● Excerpted text
********************

UTG INTERVIEW: The Maine Discuss ‘American Candy,’ Recording In Joshua Tree

Arizona alt-rock five-piece The Maine recently wrapped up the US leg of their ‘American Candy’ tour with Real Friends, Knuckle Puck, and The Technicolors.

Under The Gun had the pleasure of sitting down with lead singer, John O’Callaghan, and lead guitarist, Jared Monaco, in New York City before their show. Here they discuss the reception of their new record, American Candy, a month after its release, closing up Forever Halloween‘s cycle, the fans’ reaction to the mixed tour lineup, and a lot more. Follow us below to check out our very enjoyable conversation.

UTG: Again, thanks for having me!

John O’Callaghan: Absolutely.

Jared Monaco: Yeah, thank you for having us.

UTG: We kind of touched on this earlier, but on the record, how’s tour going so far?

********************

Dataset listing about object locations:
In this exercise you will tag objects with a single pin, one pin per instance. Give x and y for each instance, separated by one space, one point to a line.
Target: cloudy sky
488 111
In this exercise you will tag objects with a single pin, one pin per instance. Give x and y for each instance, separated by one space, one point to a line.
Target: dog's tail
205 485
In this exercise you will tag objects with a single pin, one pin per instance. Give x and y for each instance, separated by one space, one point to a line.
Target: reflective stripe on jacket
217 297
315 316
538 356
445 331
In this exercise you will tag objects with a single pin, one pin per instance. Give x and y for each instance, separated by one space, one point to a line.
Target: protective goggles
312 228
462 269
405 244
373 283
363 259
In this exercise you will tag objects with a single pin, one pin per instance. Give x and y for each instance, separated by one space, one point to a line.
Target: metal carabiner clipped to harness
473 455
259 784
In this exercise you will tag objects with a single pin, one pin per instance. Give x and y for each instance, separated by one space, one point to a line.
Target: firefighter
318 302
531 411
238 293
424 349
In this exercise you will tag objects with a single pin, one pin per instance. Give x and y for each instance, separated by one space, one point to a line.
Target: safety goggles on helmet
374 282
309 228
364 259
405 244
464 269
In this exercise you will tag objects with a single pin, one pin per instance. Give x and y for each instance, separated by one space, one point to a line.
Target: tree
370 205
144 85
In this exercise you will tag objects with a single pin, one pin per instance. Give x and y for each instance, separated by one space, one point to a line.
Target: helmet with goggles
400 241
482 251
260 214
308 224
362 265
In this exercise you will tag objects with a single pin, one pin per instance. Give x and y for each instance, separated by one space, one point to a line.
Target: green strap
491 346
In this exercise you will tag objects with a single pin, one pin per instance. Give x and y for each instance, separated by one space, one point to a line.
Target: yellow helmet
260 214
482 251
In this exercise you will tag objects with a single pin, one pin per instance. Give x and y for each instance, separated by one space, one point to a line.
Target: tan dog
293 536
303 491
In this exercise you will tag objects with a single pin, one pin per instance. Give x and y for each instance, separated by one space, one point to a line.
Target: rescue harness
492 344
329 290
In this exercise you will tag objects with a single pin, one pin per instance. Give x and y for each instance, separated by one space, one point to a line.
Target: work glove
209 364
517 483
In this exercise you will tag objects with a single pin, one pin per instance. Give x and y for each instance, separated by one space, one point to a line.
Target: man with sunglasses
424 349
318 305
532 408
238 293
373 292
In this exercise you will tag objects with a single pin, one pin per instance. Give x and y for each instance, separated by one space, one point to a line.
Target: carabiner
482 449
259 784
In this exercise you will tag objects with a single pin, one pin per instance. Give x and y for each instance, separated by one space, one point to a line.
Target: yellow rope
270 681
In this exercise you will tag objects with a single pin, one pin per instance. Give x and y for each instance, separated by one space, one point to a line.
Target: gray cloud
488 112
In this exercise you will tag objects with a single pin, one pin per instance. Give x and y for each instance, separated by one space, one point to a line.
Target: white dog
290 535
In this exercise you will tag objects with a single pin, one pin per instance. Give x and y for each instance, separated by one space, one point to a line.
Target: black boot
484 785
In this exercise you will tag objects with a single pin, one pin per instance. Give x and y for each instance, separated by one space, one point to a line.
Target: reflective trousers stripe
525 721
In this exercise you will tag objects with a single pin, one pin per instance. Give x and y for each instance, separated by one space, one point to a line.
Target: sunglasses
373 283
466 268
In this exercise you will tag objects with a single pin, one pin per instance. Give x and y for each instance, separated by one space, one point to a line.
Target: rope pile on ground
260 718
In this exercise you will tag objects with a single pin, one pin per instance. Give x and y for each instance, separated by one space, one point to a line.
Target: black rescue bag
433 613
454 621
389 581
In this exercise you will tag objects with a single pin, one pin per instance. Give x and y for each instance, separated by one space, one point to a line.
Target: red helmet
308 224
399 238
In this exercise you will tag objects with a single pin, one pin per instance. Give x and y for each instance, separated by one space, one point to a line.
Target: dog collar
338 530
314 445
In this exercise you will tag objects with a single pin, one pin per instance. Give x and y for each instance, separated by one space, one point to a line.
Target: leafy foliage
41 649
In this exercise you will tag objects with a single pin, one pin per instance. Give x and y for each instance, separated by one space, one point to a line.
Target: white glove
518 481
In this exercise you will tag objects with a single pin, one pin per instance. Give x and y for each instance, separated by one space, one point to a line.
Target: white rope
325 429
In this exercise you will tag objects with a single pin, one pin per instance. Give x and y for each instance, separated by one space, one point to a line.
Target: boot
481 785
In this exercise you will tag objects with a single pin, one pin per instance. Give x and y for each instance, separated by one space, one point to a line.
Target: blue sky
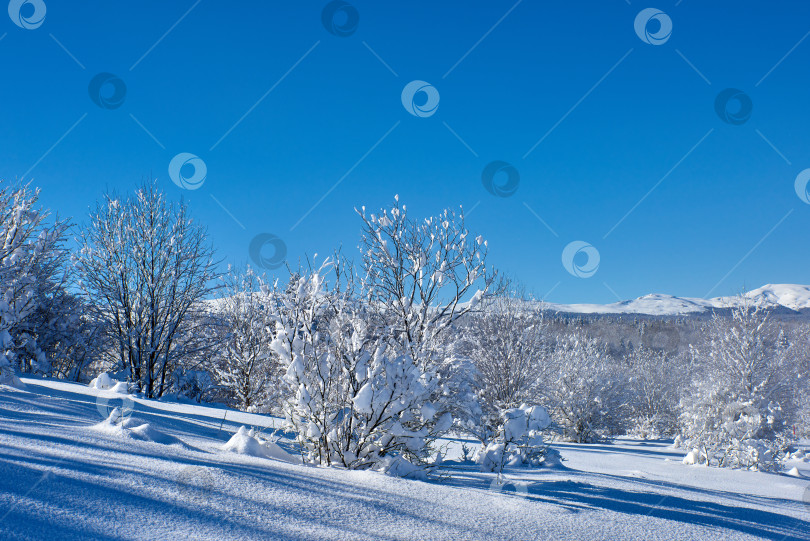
591 117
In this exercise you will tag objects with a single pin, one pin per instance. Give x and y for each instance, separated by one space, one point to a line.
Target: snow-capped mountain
793 297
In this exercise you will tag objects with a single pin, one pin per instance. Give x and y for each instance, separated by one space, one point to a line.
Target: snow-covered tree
356 400
737 412
422 276
656 381
586 390
518 439
146 267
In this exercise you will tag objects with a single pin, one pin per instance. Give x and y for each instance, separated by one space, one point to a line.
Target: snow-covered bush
355 400
518 440
40 320
744 395
586 390
422 276
506 346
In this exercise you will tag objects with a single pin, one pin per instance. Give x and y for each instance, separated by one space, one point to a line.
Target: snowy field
65 476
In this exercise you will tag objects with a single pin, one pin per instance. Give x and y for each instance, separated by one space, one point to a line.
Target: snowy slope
63 479
786 296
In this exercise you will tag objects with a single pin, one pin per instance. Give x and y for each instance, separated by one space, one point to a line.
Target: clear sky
296 110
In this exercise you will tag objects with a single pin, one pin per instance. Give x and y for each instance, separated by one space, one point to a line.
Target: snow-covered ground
65 475
791 296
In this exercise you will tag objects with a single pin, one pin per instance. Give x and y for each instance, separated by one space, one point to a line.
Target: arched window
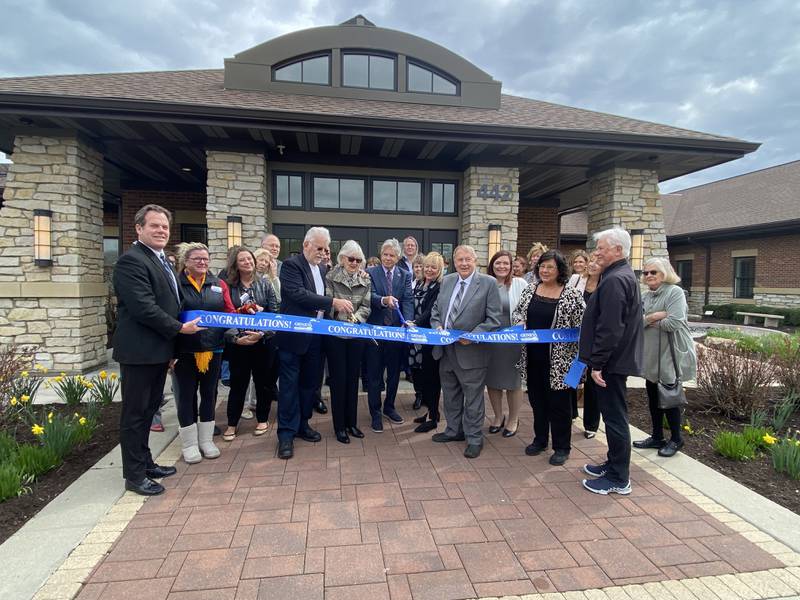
425 80
313 69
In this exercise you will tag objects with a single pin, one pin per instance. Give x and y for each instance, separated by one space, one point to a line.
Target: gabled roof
766 197
204 88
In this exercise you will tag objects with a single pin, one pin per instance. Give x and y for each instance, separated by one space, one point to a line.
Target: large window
314 69
368 71
422 79
443 198
288 191
744 276
396 196
684 270
339 193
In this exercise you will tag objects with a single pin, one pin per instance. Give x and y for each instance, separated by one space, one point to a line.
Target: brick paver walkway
397 516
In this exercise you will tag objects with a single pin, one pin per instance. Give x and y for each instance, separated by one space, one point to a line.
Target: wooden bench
769 320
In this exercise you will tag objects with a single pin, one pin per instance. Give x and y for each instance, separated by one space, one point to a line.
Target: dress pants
299 377
552 409
657 415
386 357
257 361
344 364
462 390
614 408
142 387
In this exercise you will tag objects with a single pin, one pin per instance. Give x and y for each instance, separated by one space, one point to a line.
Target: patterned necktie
456 304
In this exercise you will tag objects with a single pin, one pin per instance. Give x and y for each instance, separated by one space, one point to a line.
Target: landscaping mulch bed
15 512
757 474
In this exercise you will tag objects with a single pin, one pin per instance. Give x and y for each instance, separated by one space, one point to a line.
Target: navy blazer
401 289
299 297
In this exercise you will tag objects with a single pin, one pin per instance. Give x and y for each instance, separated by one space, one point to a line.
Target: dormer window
425 80
371 71
314 69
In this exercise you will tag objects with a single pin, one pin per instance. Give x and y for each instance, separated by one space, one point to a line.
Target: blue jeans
299 377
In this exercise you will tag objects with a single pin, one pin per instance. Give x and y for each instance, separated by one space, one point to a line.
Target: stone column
58 309
628 198
236 187
490 195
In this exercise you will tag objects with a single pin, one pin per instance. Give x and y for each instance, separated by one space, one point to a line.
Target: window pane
326 192
355 70
292 72
384 195
381 73
281 190
352 193
295 191
409 196
443 86
419 79
315 70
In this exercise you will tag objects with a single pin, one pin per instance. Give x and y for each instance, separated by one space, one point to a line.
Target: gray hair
617 237
395 246
317 232
350 248
662 266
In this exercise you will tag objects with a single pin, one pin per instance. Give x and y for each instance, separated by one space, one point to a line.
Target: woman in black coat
424 367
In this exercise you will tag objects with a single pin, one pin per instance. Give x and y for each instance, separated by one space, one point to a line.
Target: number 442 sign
495 192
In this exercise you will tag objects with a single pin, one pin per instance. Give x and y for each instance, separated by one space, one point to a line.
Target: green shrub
734 446
35 461
786 457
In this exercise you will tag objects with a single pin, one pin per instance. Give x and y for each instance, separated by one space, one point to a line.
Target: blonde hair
662 266
184 249
435 259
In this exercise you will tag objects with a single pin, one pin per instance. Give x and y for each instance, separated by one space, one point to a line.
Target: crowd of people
622 334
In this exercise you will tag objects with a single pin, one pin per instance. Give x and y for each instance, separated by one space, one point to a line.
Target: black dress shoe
443 438
649 443
285 449
145 487
497 428
426 426
309 435
671 449
159 472
355 432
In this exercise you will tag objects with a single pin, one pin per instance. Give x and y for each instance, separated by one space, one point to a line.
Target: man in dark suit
148 302
303 294
391 291
468 301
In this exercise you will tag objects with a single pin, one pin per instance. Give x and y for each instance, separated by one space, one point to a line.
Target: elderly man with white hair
611 345
303 294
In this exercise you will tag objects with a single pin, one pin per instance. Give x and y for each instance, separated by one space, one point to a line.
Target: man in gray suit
468 301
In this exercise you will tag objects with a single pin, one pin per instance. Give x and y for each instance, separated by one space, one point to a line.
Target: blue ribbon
264 321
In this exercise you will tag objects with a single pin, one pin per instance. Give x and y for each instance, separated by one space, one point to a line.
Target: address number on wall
495 192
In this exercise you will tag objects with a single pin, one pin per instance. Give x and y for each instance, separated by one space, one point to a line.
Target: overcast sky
729 68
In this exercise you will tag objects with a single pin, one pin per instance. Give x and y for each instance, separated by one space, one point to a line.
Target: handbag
670 395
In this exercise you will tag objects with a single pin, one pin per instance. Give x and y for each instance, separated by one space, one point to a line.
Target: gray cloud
730 68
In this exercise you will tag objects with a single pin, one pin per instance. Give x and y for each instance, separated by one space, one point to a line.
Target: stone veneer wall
477 213
628 198
60 309
236 186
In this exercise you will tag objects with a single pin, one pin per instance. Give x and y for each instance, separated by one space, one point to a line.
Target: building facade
371 132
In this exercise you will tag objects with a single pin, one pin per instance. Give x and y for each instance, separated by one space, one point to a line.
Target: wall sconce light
234 231
494 239
42 238
637 249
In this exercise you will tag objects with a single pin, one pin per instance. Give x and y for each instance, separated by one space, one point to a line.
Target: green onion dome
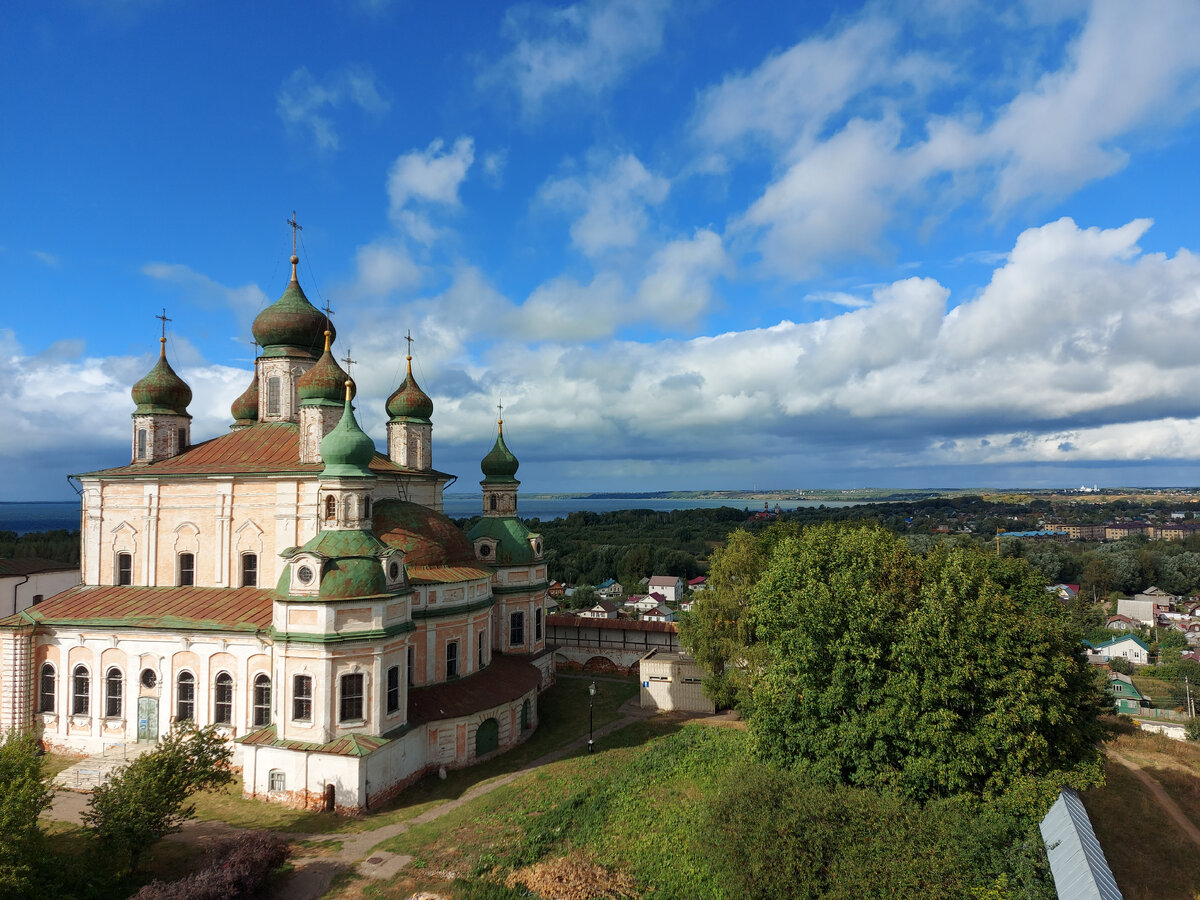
347 449
409 401
499 465
291 327
161 391
325 382
245 408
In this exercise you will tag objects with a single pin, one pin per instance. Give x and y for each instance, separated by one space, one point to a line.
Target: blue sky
690 245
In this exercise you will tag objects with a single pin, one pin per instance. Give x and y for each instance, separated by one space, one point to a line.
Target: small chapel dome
499 465
245 408
161 391
409 401
325 381
347 449
291 325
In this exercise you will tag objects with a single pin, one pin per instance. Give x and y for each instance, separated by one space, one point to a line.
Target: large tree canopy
933 676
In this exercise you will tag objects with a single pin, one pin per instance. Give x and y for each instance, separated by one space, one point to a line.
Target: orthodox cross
295 227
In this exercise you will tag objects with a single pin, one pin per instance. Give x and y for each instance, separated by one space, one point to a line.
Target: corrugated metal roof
31 565
444 574
505 679
345 745
174 607
1077 859
265 448
565 619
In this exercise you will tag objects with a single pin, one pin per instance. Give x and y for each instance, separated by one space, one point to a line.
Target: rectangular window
394 689
249 570
186 569
124 568
351 708
301 699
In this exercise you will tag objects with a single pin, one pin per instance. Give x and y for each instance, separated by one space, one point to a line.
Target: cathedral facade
292 586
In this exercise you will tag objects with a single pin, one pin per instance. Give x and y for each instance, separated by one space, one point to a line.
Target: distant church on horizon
293 586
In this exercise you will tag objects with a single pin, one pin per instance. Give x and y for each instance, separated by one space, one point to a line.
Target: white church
292 586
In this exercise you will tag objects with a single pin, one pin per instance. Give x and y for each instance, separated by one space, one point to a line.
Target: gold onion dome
499 465
161 391
347 449
292 325
409 401
324 383
245 408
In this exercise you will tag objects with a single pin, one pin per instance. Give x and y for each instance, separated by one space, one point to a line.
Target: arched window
114 690
81 691
124 568
47 689
185 697
262 700
393 689
351 707
250 570
186 569
301 699
222 703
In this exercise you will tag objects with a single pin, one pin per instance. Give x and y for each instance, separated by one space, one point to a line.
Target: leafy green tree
24 795
955 673
719 633
148 799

********************

● Set of tasks
(1) Answer these questions about the interview excerpt.
(a) Which state is The Maine from?
(b) In which city did the interview take place?
(c) What instrument does Jared Monaco play in the band?
(2) Name every band mentioned in the interview excerpt.
(3) Summarize the interview excerpt in two sentences.

● Outputs in order
(1)
(a) Arizona
(b) New York City
(c) Lead guitar

(2) The Maine, Real Friends, Knuckle Puck, The Technicolors

(3) The Maine, an alt-rock five-piece from Arizona, recently finished the US leg of its 'American Candy' tour with Real Friends, Knuckle Puck, and The Technicolors. Before a show in New York City, lead singer John O'Callaghan and lead guitarist Jared Monaco sat down with Under The Gun to talk about the reception of American Candy a month after its release, closing the Forever Halloween cycle, and fans' reaction to the mixed tour lineup.